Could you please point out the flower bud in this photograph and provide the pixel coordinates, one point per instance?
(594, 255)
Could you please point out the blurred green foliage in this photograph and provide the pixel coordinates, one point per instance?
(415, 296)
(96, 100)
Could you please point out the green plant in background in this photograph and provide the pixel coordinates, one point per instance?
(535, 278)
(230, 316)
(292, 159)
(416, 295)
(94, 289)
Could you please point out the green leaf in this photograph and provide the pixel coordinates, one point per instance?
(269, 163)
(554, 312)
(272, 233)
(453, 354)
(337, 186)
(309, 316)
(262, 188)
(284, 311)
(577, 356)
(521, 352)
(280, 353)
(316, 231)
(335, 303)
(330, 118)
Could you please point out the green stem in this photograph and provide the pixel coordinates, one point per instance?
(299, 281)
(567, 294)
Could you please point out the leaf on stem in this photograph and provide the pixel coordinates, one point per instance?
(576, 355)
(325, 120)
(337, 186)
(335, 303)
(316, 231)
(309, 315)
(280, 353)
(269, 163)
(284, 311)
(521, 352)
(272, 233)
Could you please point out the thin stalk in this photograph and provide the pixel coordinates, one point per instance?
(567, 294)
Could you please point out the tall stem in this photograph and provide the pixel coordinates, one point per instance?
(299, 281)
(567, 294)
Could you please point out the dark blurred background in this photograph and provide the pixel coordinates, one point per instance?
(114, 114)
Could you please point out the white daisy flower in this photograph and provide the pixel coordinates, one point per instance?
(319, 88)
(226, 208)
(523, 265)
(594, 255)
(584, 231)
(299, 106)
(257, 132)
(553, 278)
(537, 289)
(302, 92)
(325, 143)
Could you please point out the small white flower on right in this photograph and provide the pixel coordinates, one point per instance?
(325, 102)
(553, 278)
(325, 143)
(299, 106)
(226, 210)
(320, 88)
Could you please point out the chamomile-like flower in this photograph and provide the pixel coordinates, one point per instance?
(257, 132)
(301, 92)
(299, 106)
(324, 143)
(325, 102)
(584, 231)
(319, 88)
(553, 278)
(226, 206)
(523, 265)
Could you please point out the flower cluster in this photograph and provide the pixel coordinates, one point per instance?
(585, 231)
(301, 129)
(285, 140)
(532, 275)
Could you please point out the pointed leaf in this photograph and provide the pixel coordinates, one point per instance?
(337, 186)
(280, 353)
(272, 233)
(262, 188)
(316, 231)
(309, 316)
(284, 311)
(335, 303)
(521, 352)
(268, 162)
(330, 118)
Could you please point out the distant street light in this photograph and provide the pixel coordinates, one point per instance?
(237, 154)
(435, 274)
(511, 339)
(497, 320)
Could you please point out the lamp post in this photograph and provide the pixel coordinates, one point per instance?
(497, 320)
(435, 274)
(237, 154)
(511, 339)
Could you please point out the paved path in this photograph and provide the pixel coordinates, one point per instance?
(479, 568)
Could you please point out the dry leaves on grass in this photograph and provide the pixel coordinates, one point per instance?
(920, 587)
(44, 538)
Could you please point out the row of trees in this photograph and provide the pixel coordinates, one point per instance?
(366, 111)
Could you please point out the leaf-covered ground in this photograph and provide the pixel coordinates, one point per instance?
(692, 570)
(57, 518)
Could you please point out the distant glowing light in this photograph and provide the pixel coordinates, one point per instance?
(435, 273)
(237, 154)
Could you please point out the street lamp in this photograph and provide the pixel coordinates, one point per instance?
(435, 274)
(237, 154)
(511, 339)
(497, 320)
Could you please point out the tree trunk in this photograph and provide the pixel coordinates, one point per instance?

########

* _AIM OF THE EXERCISE_: Retype the listing above exactly as it appears.

* _WRITTEN RESPONSE_:
Could you please point out the flower bud in this photograph and provide the pixel coordinates, one point per instance?
(594, 255)
Could you please point out the blurred green foliage in this photograph and provide the pixel coordinates, one point per instance?
(415, 296)
(96, 100)
Could you please point out the green plant in background in this photograph and provide the pixel coordinates, one point per instance?
(535, 278)
(230, 316)
(292, 159)
(416, 295)
(94, 289)
Could you please point out the green leaf in this photograph and provide the pixel coordinates, one point per instance?
(269, 163)
(554, 312)
(272, 233)
(453, 354)
(337, 186)
(309, 316)
(262, 188)
(284, 311)
(577, 356)
(521, 352)
(280, 353)
(316, 231)
(335, 303)
(330, 118)
Could you please point out the green stem in this photograph and provide the pixel coordinates, one point per instance?
(299, 281)
(567, 294)
Could you please point out the leaf on stem in this photograph and provide the pixel coordinates, one point per instance?
(576, 355)
(325, 120)
(337, 186)
(335, 303)
(316, 231)
(309, 315)
(280, 353)
(269, 163)
(284, 311)
(521, 352)
(272, 233)
Could you please point out the thin stalk in this photograph and provide the pixel coordinates, one point per instance?
(567, 294)
Could you please point out the tall stem in this photograph and provide the pixel coordinates, one point per instance?
(299, 281)
(567, 294)
Could you please point out the dark blurred background in this photograph and provide the pixel coordinates, one point per instance?
(114, 114)
Could you please point out the white daisy flower in this photograph and provide the pixel coordinates, one point per instance?
(319, 88)
(226, 208)
(523, 265)
(594, 255)
(584, 231)
(299, 106)
(257, 132)
(553, 278)
(537, 289)
(302, 92)
(325, 143)
Could you please point out the small white flower on right in this photograph and provide the pixel coordinates, one point per instance?
(325, 102)
(553, 278)
(325, 143)
(299, 106)
(226, 210)
(320, 88)
Could you please point out the chamomile-like flower in this photograph and provide the pixel coordinates, one point per instance?
(257, 132)
(301, 92)
(299, 106)
(324, 143)
(325, 102)
(584, 231)
(319, 88)
(553, 278)
(226, 206)
(523, 265)
Could you please point out the flower cluster in this photograph and provide the pixel coordinates, one point per instance?
(585, 231)
(301, 129)
(285, 140)
(532, 275)
Could you please point out the pointed leaf in this photograph and provide the pixel coordinates, one point per instance?
(337, 186)
(280, 353)
(272, 233)
(262, 188)
(316, 231)
(309, 316)
(284, 311)
(335, 303)
(521, 352)
(268, 162)
(330, 118)
Could you please point out the distant street light in this photograph and provide the pixel coordinates, one point per instance?
(237, 154)
(435, 274)
(511, 339)
(497, 320)
Could you please point out the lamp post in this photograph and provide the pixel coordinates, one point per instance?
(497, 320)
(435, 274)
(237, 154)
(511, 339)
Could you please point out the paved path in this photograph and provide the pixel coordinates, one point per instance?
(479, 568)
Could you please point out the dry leaves on grass in this photograph and provide the pixel coordinates, one point per instance?
(920, 587)
(44, 538)
Could you please point out the row of trees in this photograph and provide the pixel coordinates, one point per instance?
(366, 111)
Could you please point out the leaf-covered ground in this photograph and provide the pixel coordinates, one point per instance?
(692, 570)
(57, 518)
Could you please point out the distant glowing light in this photograph and provide the pixel coordinates, one point per instance?
(435, 273)
(237, 154)
Could you please point out the street lamp in this photograph and provide the pixel coordinates, one point per instance?
(435, 274)
(237, 154)
(511, 339)
(497, 320)
Could you please point out the tree trunk in this photograph and provide the pixel coordinates, one point per instance?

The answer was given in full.